▶ [Stated goal]: Lay out all the data below as a numbered list, with blank lines dropped and the picture left out.

▶ [The data]:
# # # # #

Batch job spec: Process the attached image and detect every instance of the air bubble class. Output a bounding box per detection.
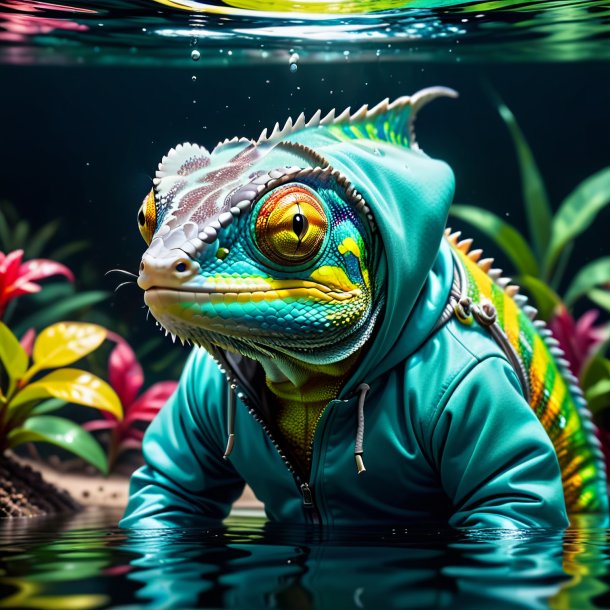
[288,53,299,72]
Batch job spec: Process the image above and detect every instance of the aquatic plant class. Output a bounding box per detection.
[83,333,178,471]
[0,322,122,473]
[549,305,608,377]
[450,98,610,321]
[0,201,109,336]
[0,250,74,320]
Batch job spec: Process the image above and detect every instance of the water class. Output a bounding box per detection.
[0,0,610,610]
[0,512,610,610]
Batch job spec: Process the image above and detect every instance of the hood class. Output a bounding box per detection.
[276,88,455,395]
[149,87,456,395]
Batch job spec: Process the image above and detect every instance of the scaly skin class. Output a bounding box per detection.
[138,88,606,513]
[446,231,606,513]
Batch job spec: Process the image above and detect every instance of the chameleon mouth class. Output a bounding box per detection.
[144,281,362,306]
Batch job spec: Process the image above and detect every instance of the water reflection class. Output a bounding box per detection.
[0,512,608,610]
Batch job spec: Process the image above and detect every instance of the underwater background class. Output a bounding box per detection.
[0,0,610,609]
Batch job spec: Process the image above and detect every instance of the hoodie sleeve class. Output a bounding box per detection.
[432,357,568,529]
[119,350,244,529]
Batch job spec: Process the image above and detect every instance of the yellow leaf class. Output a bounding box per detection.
[9,369,123,419]
[0,322,29,396]
[33,322,106,371]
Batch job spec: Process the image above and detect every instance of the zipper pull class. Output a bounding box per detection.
[301,483,313,508]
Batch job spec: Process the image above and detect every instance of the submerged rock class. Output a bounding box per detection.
[0,455,81,518]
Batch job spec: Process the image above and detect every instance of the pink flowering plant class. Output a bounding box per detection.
[0,250,74,320]
[83,333,177,470]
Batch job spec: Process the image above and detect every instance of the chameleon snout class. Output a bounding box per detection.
[138,249,199,290]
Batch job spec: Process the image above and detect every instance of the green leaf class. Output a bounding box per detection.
[32,398,68,415]
[32,322,108,370]
[7,415,108,474]
[8,368,123,419]
[563,256,610,307]
[580,356,610,392]
[515,275,561,321]
[15,290,110,335]
[26,218,61,258]
[0,322,30,396]
[585,379,610,413]
[449,205,540,276]
[587,288,610,311]
[496,97,553,260]
[544,167,610,278]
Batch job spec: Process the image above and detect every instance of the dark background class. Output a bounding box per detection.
[0,61,610,356]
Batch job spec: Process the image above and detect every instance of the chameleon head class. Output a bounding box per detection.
[138,141,377,364]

# # # # #

▶ [Expected answer]:
1. Batch job spec: Process the attached image and detect every instance of the air bubble class. Output a bounding box per detection.
2. [288,53,299,72]
3. Batch job spec: Process the image above and detect every instance of the aquatic plant class. Output a bounding box per detection.
4. [83,333,178,471]
5. [0,322,122,473]
6. [549,305,608,377]
7. [450,98,610,321]
8. [0,201,109,336]
9. [0,250,74,320]
10. Batch job spec: Process the image above and detect every instance of the water class. Output a bounding box per detection.
11. [0,0,610,610]
12. [0,512,610,610]
13. Batch job spec: Process the image above and detect every instance of the hood class. Output a bounding box per detection.
14. [276,88,455,395]
15. [149,87,456,395]
16. Batch job spec: Process the image above and detect every instance of the scaly skin class. Output a bounding box per detection.
17. [138,88,606,513]
18. [446,231,606,513]
19. Batch job spec: Process the image above and detect every instance of the chameleon mouth class. Output a bounding box per detection.
20. [144,281,362,306]
21. Batch job spec: Process the image above and detect every instance of the water reflection class. Output a bounding box per detection.
22. [0,512,608,610]
23. Batch job spec: Process the image above and detect every instance of the underwater background class. Output a bounding box per detection.
24. [0,0,610,609]
25. Batch job spec: Process the image above and detect every instance of the hoodie sleeve class. Output a bounding box per detection.
26. [432,357,568,529]
27. [119,350,244,529]
28. Batch job spec: Process the image above and detect every instance of the yellow leaf class. Output a bounding box per detection.
29. [9,369,123,419]
30. [0,322,29,396]
31. [33,322,106,371]
32. Batch job spec: Process the image above and detect every instance of the zipper pull class. Output a bounding box per detection.
33. [301,483,313,508]
34. Batch job spec: Process the image above and detect every instance of the submerged rock class. Output a bounding box per detection.
35. [0,455,81,518]
36. Batch job spec: Process the image above and detect every instance of the pink flowering plant class. Output a bounding box per detection.
37. [0,250,74,320]
38. [83,333,177,470]
39. Batch job spec: Process the image above and detect every instance of the chameleon snout class. Output a bounding box per detection.
40. [138,249,199,290]
41. Batch job spec: Process the image above and detect every instance of the green leaf class. Output a bounding box per detection.
42. [32,398,68,415]
43. [32,322,108,370]
44. [7,415,108,474]
45. [8,368,123,419]
46. [563,256,610,307]
47. [580,356,610,392]
48. [515,275,561,321]
49. [15,290,110,335]
50. [26,218,61,258]
51. [0,322,30,396]
52. [585,379,610,413]
53. [449,205,540,276]
54. [587,288,610,311]
55. [496,97,553,260]
56. [544,167,610,278]
57. Batch job spec: Process the image above and detect every instance of the dark background class. Output a bounding box per detection.
58. [0,61,610,356]
59. Batch job spec: Process the image above and detect every instance of the chameleon head class. Output a bounding box per detection.
60. [138,141,377,364]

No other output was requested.